-- PROBLEM REQUIREMENTS --
Every record must be copied out exactly.

-- Saved entries --
● ● ●

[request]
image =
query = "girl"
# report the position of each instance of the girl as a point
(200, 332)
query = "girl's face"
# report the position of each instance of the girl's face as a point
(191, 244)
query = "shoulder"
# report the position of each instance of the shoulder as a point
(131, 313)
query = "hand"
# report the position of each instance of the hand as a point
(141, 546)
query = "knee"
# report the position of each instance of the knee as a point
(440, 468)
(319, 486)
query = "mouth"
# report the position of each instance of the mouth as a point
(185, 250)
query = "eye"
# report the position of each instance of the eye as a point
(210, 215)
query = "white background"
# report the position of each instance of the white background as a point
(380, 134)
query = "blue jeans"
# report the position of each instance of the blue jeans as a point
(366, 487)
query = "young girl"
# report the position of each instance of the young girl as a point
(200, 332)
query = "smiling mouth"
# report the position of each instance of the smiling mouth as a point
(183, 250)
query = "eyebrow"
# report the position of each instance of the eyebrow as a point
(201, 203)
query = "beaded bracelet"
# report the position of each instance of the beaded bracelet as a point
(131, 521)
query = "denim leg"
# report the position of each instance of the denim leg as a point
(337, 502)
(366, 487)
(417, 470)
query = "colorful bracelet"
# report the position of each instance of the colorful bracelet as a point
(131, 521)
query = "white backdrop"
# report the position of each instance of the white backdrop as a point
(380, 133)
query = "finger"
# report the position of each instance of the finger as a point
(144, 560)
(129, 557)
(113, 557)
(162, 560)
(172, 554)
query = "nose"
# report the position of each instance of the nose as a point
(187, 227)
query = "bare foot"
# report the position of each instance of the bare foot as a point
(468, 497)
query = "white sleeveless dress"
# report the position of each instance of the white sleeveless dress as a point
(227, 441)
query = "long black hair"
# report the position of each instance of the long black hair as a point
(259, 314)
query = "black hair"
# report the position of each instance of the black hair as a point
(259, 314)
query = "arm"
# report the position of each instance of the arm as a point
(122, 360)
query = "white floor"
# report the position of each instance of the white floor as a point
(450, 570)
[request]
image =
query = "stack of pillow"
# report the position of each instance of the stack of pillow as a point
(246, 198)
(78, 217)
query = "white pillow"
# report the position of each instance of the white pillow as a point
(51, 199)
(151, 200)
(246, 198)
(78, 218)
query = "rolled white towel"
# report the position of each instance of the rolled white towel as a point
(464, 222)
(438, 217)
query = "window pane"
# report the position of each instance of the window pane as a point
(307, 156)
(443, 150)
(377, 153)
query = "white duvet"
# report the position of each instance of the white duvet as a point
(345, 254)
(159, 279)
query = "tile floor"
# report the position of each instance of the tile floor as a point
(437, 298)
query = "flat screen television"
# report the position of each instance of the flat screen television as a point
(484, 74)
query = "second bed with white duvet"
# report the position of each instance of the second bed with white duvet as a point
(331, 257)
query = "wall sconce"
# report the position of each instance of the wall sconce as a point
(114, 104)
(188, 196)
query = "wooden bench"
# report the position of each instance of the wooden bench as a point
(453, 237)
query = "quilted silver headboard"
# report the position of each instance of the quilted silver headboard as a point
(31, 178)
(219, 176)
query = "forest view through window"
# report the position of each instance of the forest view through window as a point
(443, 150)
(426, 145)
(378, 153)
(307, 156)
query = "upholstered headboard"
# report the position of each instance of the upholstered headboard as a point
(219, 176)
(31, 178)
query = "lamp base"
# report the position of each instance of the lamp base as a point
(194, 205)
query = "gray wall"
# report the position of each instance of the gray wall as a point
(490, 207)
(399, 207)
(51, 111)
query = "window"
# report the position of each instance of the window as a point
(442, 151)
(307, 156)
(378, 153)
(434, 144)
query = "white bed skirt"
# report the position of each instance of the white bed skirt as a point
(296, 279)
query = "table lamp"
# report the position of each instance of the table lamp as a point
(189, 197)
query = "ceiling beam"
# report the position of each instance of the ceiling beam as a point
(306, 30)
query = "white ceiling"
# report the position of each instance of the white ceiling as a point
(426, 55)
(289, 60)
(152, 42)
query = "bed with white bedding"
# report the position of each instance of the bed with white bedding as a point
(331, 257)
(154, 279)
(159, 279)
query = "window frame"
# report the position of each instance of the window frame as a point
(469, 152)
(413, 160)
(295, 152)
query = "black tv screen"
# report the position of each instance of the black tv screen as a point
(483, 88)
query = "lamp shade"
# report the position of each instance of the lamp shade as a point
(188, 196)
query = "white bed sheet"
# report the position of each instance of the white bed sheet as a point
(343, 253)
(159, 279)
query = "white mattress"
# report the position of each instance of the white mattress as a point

● ● ●

-- REPLY TO THE TASK --
[request]
image =
query = "girl"
# report the position of each instance of the girl as a point
(200, 332)
query = "girl's face"
# report the position of each instance of the girl's face as a point
(191, 244)
query = "shoulder"
# report the position of each instance of the shoulder as a point
(131, 313)
query = "hand"
# report the position of each instance of the hand as a point
(141, 546)
query = "knee"
# report the position of each instance of the knee as a point
(440, 468)
(319, 486)
query = "mouth"
# report the position of each instance of the mouth as a point
(185, 250)
query = "eye"
# report the position of each instance of the eye as a point
(210, 215)
query = "white background"
# report the position of each instance of the white background as a point
(380, 134)
query = "blue jeans"
# report the position of each instance of the blue jeans as a point
(366, 487)
query = "young girl"
# report the position of each instance of the young girl as a point
(200, 332)
query = "smiling mouth"
# report the position of each instance of the smiling mouth as a point
(183, 250)
query = "eyebrow"
# report the position of each instance of the eyebrow as a point
(201, 203)
query = "beaded bracelet"
# report the position of each instance of the beaded bracelet as a point
(131, 521)
query = "denim leg"
# report the position of each instance of the denim leg as a point
(337, 502)
(366, 487)
(417, 470)
query = "colorful bracelet"
# report the position of each instance of the colorful bracelet as a point
(131, 521)
query = "white backdrop"
# report the position of each instance of the white backdrop as a point
(380, 133)
query = "finger"
# report the position of each instance of the finger as a point
(144, 560)
(129, 557)
(113, 557)
(162, 560)
(172, 554)
query = "nose"
# report the position of each instance of the nose as a point
(187, 227)
query = "bare foot"
# report the position of each instance of the bare foot as a point
(468, 497)
query = "white sleeveless dress"
# report the position of each instance of the white sleeveless dress as a point
(227, 441)
query = "long black hair"
# report the position of each instance of the long black hair as a point
(259, 314)
query = "black hair"
# report the position of each instance of the black hair as a point
(259, 314)
query = "arm"
# report the position of each instance of the arm as a point
(122, 360)
query = "white floor"
# report the position of each instance of the white floor as a point
(450, 570)
[request]
image =
query = "stack of pillow"
# report the position of each instance of the stack of pillow as a point
(246, 198)
(78, 217)
query = "white pillow"
# report the position of each instance of the white pillow as a point
(51, 199)
(151, 200)
(246, 198)
(78, 218)
query = "rolled white towel"
# report the position of each instance of the rolled white towel as a point
(464, 222)
(438, 217)
query = "window pane"
# report the position of each instance of the window pane as a point
(307, 156)
(443, 150)
(377, 153)
query = "white duvet"
# report the position of each instance of the white duvet as a point
(345, 254)
(159, 279)
query = "tile floor"
# report the position of each instance of the tile floor as a point
(437, 298)
query = "flat screen television"
# report the position of each instance of the flat screen television as a point
(484, 74)
query = "second bed with white duvet"
# report the position of each instance of the second bed with white duvet as a point
(331, 257)
query = "wall sconce"
# report the position of each instance of the wall sconce as a point
(114, 104)
(188, 196)
query = "wooden bench"
# report the position of each instance of the wooden bench as a point
(453, 237)
query = "quilted silver headboard"
# report the position of each instance of the quilted silver headboard as a point
(31, 178)
(219, 176)
query = "forest view through window"
# report the position of each instance of the forest view through window as a point
(443, 150)
(426, 145)
(378, 153)
(307, 156)
query = "upholstered headboard"
# report the position of each instance of the upholstered headboard as a point
(219, 176)
(31, 178)
query = "lamp base"
# report the position of each instance of the lamp base as a point
(194, 205)
query = "gray wall"
# report the position of each instance of the gray wall as a point
(490, 207)
(399, 207)
(51, 111)
query = "window"
# report the position of each instance of the window as a point
(442, 151)
(307, 156)
(378, 153)
(434, 144)
query = "white bed skirt"
# report the position of each instance of the white bed skirt as a point
(296, 279)
query = "table lamp"
# report the position of each instance of the table lamp as a point
(189, 197)
query = "ceiling beam"
# report the position of each instance of the ceiling beam as a point
(306, 30)
query = "white ceiling"
# report the position of each instance of the white ceiling as a point
(426, 55)
(289, 60)
(152, 42)
query = "bed with white bedding"
# report the position of each instance of the bed with white bedding as a point
(331, 257)
(154, 279)
(159, 279)
query = "window frame"
# report the position of each instance of the window frame as a point
(469, 152)
(413, 160)
(295, 152)
query = "black tv screen"
# report the position of each instance of the black tv screen as a point
(483, 88)
query = "lamp shade"
# report the position of each instance of the lamp shade as a point
(188, 196)
query = "white bed sheet"
# report the position of each instance of the white bed sheet as a point
(343, 253)
(159, 279)
query = "white mattress"
# report the position of each instance of the white mattress as a point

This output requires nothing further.